Passage provided |
========
Thats really weird! I have to say I've never noticed that before. I tend to just pick my locusts up gently and let them hop off my hand into the vivs, and I've never been 'pooed' on....weird!

: victory:


----------



## DeanThorpe (Apr 9, 2006)

i think i must have gotten rougher or soemthig cos im gettin it all the darn time now..grrr lol im having to grab them by thier heads to avoid gettin messed on.
no probs when it comes to loading the bulk bag into crix keepers..just when im trying to feed them to the reps...especialyl savvy [bosc] but then if i was a locust id prolly be pretty blummin scared too.


----------



## Ssthisto (Aug 31, 2006)

I'd guess the closest equivalent is vomit - they spit up whatever's in their guts at the time.


----------



## weeminx (Oct 28, 2006)

apparantly its used by the locust to break down the vegetable matter they eat.they spit it out in defence.
yuck!!!!:lol2:


----------



## HABU (Mar 21, 2007)

ha ha!! we always called it "spittin tobacco" with grasshoppers here.


----------



## DeanThorpe (Apr 9, 2006)

its not good then surely? all the goodness that we give them through gutloading ends up on the floor?

gota be more careful..


----------
========
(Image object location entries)
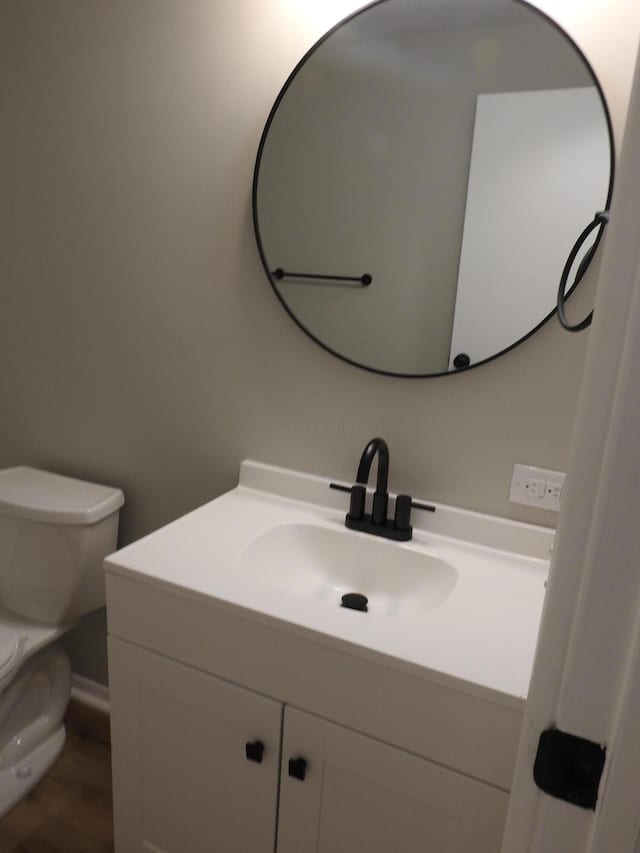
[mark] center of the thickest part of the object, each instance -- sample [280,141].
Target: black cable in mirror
[599,221]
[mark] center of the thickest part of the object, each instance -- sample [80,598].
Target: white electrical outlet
[536,487]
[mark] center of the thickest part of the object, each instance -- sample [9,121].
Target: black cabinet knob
[297,768]
[254,751]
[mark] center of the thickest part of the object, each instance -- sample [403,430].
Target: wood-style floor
[70,810]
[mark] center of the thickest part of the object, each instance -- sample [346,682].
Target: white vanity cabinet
[182,782]
[359,794]
[190,776]
[226,630]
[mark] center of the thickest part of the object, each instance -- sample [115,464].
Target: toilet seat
[19,639]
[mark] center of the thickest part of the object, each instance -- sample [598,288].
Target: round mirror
[422,177]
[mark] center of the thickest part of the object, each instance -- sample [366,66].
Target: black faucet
[376,522]
[377,446]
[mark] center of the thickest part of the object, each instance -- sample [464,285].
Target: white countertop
[481,638]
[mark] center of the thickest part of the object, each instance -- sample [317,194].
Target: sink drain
[355,601]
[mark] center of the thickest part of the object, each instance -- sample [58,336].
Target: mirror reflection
[451,150]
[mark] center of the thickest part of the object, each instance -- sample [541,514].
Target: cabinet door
[360,794]
[182,780]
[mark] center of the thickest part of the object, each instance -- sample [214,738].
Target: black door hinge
[569,767]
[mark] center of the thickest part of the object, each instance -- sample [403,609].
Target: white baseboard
[90,693]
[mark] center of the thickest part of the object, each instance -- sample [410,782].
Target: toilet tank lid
[43,496]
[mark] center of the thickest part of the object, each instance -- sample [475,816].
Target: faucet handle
[356,502]
[402,519]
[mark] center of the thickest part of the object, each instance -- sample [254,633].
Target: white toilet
[54,535]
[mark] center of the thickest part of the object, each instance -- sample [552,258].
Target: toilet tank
[55,532]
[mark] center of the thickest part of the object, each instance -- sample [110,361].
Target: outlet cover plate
[538,487]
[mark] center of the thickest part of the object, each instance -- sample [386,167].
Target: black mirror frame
[552,312]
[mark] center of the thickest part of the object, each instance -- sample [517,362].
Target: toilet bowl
[55,532]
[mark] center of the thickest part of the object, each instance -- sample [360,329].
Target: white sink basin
[323,563]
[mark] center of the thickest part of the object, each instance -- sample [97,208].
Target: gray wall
[140,344]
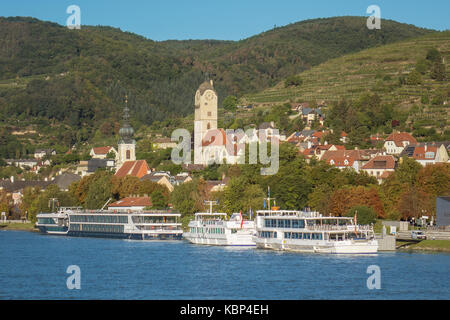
========
Task directions |
Copy the locust forum thread again, starting at "ha ha!! we always" and ending at "be more careful..", but rename "grasshoppers" to "crickets".

Solution to this exercise |
ha ha!! we always called it "spittin tobacco" with crickets here.


----------



## DeanThorpe (Apr 9, 2006)

its not good then surely? all the goodness that we give them through gutloading ends up on the floor?

gota be more careful..